Exercise objective: What you return should be the lines of the data containing "target", each in full.
**** Data shown
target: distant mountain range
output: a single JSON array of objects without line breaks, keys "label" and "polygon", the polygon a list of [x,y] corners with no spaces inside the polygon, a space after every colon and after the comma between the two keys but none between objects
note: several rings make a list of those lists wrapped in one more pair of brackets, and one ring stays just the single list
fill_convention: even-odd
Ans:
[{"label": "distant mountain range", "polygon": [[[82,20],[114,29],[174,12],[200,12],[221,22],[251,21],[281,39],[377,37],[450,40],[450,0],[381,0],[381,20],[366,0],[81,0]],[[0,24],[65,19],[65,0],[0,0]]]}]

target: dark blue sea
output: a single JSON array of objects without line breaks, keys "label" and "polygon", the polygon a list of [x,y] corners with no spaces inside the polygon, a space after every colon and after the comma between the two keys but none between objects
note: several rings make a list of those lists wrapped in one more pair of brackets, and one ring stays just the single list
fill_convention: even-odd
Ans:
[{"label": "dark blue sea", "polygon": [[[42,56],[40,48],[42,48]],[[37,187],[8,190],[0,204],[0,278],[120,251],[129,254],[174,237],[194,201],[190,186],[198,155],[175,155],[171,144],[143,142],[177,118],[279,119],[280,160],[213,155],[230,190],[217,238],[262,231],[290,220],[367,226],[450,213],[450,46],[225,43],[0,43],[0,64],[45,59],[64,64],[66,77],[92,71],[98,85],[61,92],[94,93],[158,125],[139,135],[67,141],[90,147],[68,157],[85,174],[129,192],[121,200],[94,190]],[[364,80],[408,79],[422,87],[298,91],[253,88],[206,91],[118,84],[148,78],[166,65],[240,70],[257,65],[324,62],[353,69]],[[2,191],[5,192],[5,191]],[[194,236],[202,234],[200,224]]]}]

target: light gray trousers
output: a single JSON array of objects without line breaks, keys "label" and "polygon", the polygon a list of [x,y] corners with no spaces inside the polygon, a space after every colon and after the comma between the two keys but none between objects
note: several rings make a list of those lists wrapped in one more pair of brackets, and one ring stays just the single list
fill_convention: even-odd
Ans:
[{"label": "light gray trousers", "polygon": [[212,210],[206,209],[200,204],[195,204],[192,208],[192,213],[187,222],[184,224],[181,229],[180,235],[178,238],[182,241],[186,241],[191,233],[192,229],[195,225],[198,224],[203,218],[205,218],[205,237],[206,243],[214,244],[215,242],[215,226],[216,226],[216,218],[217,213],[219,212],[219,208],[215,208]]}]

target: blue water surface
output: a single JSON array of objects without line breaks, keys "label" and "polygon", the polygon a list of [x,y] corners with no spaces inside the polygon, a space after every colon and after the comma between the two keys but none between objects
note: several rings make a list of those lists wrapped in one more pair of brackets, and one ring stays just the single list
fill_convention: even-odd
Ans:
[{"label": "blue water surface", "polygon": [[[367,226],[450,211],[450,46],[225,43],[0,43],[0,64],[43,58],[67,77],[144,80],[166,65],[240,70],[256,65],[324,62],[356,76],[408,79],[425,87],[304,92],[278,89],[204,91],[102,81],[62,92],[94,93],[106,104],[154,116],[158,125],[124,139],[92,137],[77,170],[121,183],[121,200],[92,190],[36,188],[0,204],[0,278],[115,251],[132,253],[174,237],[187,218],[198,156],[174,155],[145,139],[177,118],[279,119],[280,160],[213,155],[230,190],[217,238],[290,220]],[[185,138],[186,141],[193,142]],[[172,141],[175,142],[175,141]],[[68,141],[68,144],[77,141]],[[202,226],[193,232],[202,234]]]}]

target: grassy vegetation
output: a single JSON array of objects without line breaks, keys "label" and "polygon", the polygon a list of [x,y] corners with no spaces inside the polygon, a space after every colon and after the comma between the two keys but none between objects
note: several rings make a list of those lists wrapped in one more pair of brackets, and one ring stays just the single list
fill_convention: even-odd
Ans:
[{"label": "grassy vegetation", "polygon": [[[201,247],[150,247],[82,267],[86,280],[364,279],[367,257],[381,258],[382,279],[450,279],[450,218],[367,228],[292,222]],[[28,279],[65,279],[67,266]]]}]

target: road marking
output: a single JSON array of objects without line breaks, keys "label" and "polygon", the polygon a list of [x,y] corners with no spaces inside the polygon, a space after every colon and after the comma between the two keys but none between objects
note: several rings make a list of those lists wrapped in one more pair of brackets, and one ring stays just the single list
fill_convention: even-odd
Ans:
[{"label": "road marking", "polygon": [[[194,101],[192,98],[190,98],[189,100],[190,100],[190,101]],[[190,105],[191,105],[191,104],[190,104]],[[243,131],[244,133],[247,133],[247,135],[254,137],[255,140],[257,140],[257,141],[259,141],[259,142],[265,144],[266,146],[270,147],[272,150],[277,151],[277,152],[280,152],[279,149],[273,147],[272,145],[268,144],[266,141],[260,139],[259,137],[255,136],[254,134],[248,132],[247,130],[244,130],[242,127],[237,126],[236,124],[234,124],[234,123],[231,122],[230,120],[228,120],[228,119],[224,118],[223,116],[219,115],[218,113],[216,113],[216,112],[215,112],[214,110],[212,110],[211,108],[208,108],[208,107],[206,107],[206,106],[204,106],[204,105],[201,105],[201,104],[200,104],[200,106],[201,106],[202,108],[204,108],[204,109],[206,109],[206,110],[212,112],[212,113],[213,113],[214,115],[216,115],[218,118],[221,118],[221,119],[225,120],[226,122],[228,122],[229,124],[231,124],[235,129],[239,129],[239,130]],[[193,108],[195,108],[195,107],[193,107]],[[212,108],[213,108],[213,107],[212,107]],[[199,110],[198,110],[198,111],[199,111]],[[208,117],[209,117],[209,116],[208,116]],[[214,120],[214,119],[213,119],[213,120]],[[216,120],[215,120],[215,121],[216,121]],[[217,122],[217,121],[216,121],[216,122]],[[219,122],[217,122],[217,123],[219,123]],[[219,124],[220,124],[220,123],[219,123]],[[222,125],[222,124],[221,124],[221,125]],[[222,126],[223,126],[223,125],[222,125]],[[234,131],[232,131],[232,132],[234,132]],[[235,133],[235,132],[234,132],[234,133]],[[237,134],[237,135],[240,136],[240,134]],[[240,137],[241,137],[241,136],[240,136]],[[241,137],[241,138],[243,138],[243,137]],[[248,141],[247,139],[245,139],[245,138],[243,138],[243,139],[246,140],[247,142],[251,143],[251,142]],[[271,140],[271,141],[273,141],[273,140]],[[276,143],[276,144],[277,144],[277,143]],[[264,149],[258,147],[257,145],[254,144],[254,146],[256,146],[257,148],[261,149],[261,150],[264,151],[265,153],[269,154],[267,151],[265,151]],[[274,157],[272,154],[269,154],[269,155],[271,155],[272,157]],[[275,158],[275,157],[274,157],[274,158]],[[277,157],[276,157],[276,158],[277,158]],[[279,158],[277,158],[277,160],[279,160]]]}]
********
Written answer:
target: distant mountain range
target: dark blue sea
target: light gray trousers
target: blue water surface
target: grassy vegetation
target: road marking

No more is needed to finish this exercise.